▶ Excerpted passage
We saw a bit more in the way of strength yesterday as buyers jumped back in after the recent rout we've seen in prices.
Fundamentally we continue to trade a December market, in the sense that from a major fundamental standpoint there really isn't much going on.
From a bean demand perspective, we saw USDA October crush figures come in slightly higher than expected, at a new record for the month. In addition to strong crush demand fueled by incredibly high crush margins, we are continuing to see China in and buying heavy from both the U.S. and Brazil for Dec/Jan shipment.
With Brazilian production forecasts continuing to creep higher, exporters here in the U.S. are scrambling to execute as much business as possible before the much cheaper South American beans flood the global market.
This scramble to execute exports combined with strong crush margins has firmed spreads as of late and pushed basis higher. Many act surprised that cash would strengthen, with some saying it's potentially a long-term bullish indicator. However, anyone in the commercial side of the business will tell you, after a long, drug out harvest like many around the country just experienced, the last thing you're thinking about is turning around and loading out beans.
The monetary incentive must be there to keep folks from waiting until after the New Year and that incentive on the commercial side has to come from shrinking carry and stronger basis values.
On the product side of soybeans, meal continues to show extreme volatility. After rallying over $60 from low to high, it fell nearly $30 before finding support and now working to fight its way back. Soy oil continues to struggle a bit as vegetable oil production is expected to grow in the coming year and oil yields per last night's crush report are a record high here in the U.S.
Over in corn we are seeing continued strength as folks remain vigilant regarding potential Chinese demand, as well as bullish future demand when it comes to corn used for ethanol.
China has been back in and buying large chunks of Ukrainian corn as of late, reportedly buying another string of cargoes earlier this week. While China needing corn will always keep the global market on high alert, especially after last year, one must wonder how covering their needs out of Ukraine is overly bullish U.S. export ideas. Though of course, soaking up Ukraine's exportable excess before moving to the U.S. is a real possibility.

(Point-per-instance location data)

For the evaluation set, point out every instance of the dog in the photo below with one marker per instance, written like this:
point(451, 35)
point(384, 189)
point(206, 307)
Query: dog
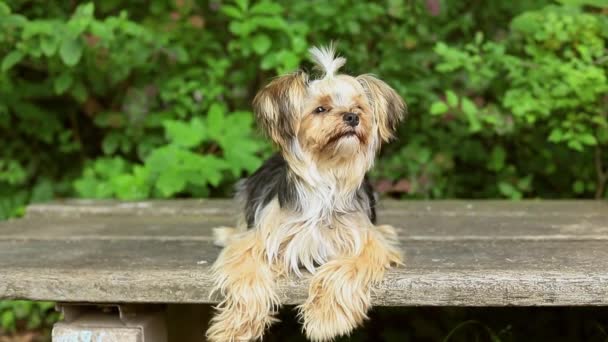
point(310, 206)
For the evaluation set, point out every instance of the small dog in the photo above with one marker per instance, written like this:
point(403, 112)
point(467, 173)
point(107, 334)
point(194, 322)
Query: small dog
point(310, 206)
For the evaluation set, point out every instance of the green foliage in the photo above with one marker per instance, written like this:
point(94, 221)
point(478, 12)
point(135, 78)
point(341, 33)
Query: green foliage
point(113, 99)
point(126, 101)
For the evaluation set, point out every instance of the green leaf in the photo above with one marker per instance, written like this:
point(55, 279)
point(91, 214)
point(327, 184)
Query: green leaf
point(578, 187)
point(4, 9)
point(62, 82)
point(266, 7)
point(48, 45)
point(438, 108)
point(243, 4)
point(170, 182)
point(587, 139)
point(261, 43)
point(452, 98)
point(71, 51)
point(232, 12)
point(185, 134)
point(215, 121)
point(470, 111)
point(11, 59)
point(497, 159)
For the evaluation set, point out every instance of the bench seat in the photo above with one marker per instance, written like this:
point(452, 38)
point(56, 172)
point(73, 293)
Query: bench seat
point(458, 253)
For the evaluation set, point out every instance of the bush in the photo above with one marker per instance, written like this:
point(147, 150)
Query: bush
point(136, 102)
point(152, 100)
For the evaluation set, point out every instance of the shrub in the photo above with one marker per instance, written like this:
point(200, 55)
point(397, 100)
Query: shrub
point(126, 101)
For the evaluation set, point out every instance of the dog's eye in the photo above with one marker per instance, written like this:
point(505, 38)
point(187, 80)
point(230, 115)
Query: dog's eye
point(320, 109)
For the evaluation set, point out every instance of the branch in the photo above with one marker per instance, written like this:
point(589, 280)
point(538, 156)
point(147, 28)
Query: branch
point(602, 175)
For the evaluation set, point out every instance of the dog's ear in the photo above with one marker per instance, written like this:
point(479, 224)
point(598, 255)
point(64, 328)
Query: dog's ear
point(387, 106)
point(278, 106)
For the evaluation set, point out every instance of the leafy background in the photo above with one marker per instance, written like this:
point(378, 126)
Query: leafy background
point(151, 99)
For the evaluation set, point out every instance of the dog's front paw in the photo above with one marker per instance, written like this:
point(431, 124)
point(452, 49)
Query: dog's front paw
point(338, 302)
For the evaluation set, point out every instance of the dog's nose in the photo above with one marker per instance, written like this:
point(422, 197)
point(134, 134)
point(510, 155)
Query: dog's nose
point(351, 119)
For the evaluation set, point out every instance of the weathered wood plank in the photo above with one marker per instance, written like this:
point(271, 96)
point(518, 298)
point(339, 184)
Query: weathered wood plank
point(201, 207)
point(469, 273)
point(442, 223)
point(471, 253)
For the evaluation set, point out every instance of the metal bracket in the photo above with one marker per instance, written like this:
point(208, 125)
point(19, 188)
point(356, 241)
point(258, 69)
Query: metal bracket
point(110, 323)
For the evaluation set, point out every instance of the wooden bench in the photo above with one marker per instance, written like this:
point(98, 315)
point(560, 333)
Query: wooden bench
point(142, 268)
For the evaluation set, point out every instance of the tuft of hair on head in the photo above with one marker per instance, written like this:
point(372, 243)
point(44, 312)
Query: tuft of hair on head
point(326, 60)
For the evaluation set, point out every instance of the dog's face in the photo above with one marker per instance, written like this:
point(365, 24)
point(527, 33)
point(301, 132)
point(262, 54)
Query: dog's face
point(331, 119)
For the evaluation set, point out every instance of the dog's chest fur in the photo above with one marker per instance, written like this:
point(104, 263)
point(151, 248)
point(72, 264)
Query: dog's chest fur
point(303, 225)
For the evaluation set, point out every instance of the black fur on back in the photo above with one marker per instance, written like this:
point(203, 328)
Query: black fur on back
point(272, 180)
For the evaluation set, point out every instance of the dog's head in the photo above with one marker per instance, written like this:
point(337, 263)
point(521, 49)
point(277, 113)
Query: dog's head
point(331, 119)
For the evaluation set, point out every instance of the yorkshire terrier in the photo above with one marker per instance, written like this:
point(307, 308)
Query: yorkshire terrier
point(310, 206)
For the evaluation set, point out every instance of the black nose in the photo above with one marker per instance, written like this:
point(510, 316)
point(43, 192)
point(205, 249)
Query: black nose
point(351, 119)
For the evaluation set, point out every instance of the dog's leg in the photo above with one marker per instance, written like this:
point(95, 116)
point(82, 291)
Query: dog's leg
point(245, 280)
point(389, 232)
point(340, 291)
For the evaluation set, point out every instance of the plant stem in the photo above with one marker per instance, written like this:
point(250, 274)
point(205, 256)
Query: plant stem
point(602, 175)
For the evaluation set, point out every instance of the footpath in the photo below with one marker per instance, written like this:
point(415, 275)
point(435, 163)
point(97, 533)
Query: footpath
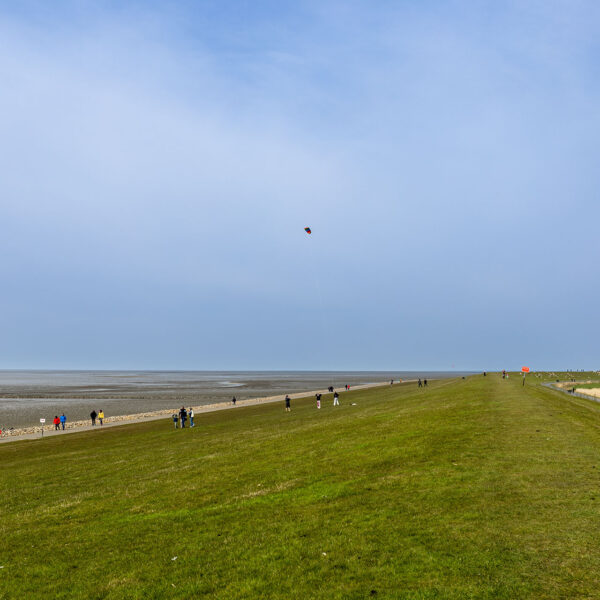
point(35, 432)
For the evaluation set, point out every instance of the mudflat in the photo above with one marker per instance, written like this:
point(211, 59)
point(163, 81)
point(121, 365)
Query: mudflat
point(27, 396)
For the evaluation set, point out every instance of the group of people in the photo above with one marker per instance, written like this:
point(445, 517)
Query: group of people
point(180, 418)
point(59, 422)
point(318, 396)
point(97, 415)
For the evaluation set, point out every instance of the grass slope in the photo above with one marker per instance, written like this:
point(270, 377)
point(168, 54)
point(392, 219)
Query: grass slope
point(476, 488)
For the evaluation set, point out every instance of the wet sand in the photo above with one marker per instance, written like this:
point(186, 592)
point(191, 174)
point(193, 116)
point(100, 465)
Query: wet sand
point(48, 430)
point(25, 397)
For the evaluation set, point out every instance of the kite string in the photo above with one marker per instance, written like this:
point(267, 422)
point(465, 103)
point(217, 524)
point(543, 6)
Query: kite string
point(324, 327)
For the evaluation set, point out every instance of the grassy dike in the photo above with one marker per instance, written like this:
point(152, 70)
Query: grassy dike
point(476, 488)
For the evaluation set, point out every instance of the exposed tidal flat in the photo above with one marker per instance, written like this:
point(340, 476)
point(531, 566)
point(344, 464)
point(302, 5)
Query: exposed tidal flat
point(27, 396)
point(475, 488)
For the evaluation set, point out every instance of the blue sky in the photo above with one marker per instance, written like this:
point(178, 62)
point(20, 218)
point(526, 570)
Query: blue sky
point(159, 162)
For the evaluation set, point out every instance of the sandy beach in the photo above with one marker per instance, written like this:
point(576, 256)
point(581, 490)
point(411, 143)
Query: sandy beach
point(27, 396)
point(47, 430)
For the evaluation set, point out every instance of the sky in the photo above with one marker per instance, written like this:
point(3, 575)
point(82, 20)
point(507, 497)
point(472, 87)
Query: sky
point(160, 160)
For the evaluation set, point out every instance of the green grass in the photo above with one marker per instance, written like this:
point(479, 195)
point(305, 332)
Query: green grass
point(476, 488)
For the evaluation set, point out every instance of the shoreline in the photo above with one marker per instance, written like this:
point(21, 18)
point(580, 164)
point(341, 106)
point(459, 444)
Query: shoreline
point(38, 432)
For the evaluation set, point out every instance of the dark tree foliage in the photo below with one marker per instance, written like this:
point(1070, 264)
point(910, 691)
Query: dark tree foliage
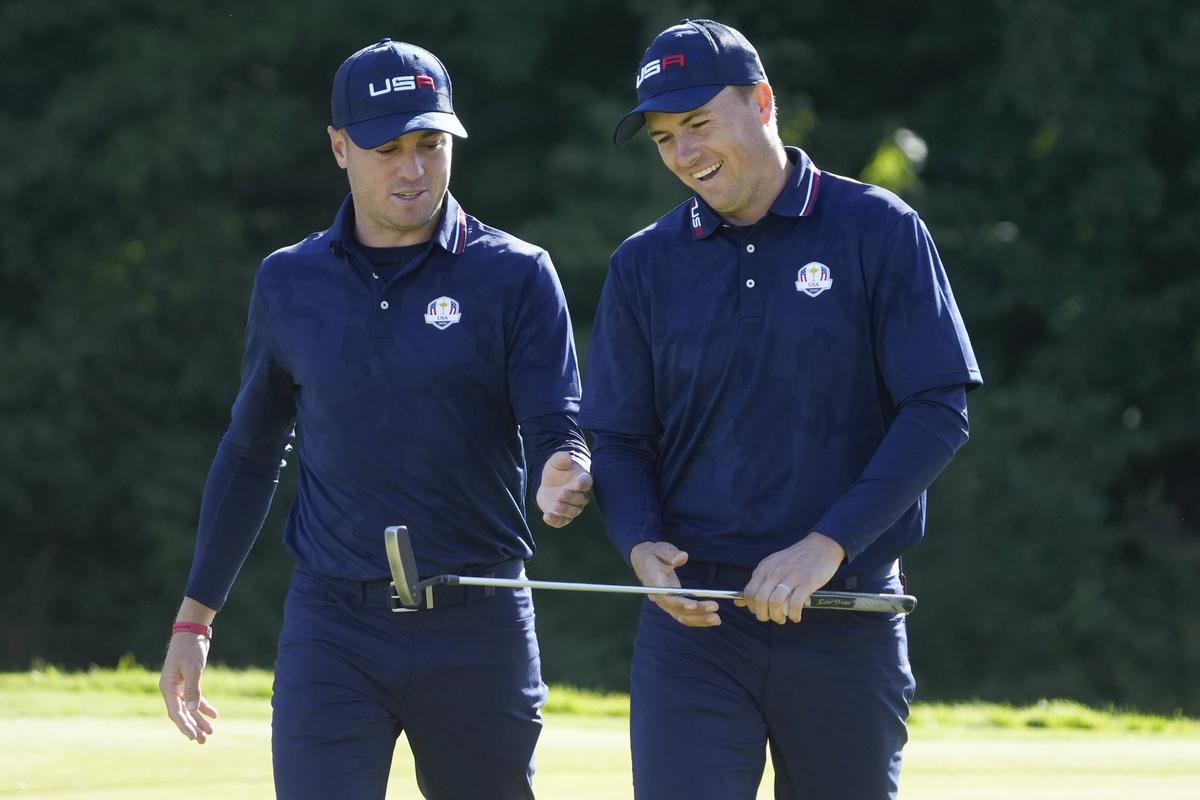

▶ Work task 1
Name every country mentioned in the grain market commentary, in the order each first appears.
▶ Work task 2
Please write the next few sentences of the grain market commentary, starting right after its final sentence.

▶ Task output 1
China, U.S., Brazil, Ukraine

▶ Task output 2
Speaking of Chinese imports, there was talk yesterday that a large amount of Australian feed wheat was purchased for early spring shipment. With the big increase in available feed wheat from our friends Down Under, the hope for large-scale Chinese corn imports from the U.S. may start to fade, though it definitely will be something that underpins the market in the months to come.
On the ethanol side of things, production was off a touch last week in yesterday's report with stocks slightly higher. The USDA updated their October corn used for ethanol numbers yesterday after the close, showing near record high demand for the month. With ethanol margins at near record highs for this time of year the large amount of production should come as no surprise.
Looking ahead, outside markets are working to recover this morning after they sold off hard late in the day yesterday with confirmation the Omicron variant was found in the U.S. We did see the Moderna CEO backtrack a touch yesterday as well saying we would be able to figure something out with the variant vaccine-wise relatively quickly.
We will get updated export sales figures early this morning, with an announcement from Opec+ on what they will do with oil production increases going forward expected this morning as well.
We also continue to monitor the situation between Russia and Ukraine as talk between the two countries continues to be terse, though we did pass the December 1st coup date the Ukrainian president spoke of this past weekend without issue.